**ENTRIES PROVIDED:**
-- Opening Marker --
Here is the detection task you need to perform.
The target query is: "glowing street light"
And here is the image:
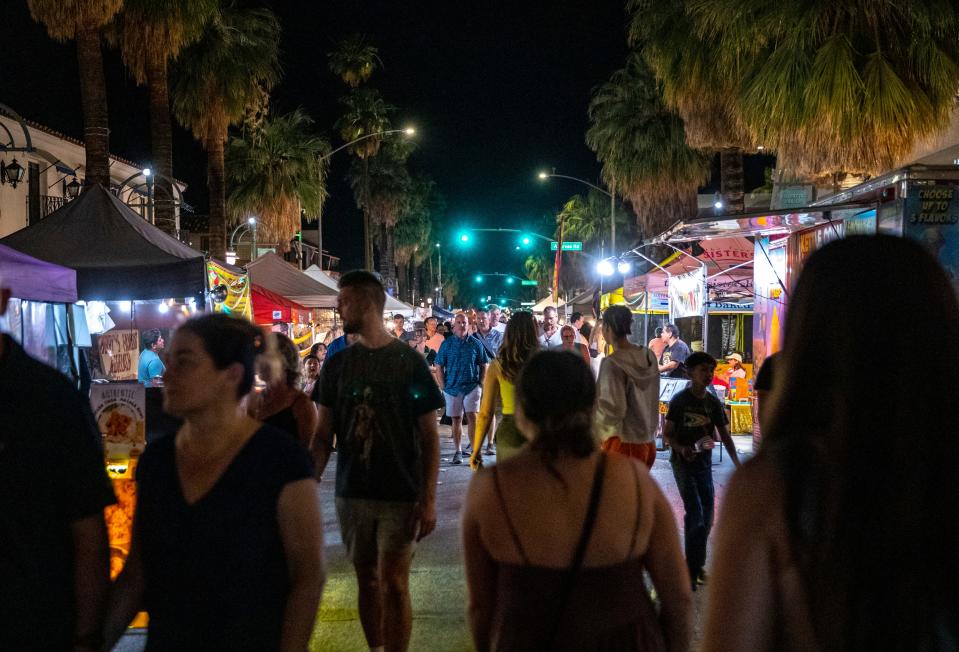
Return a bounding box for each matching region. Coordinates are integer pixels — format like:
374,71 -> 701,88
617,260 -> 632,275
597,259 -> 615,277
-- Closing Marker --
Could you return the whole listing exactly, images excluded?

**WRITTEN SOLUTION:**
Here is the detection task you need to perform.
The target query is: "glowing street light"
And here is the image:
Return a bounding box for each matching region. Coordinates are integer pixels — format like:
374,71 -> 701,88
617,260 -> 632,275
597,259 -> 615,277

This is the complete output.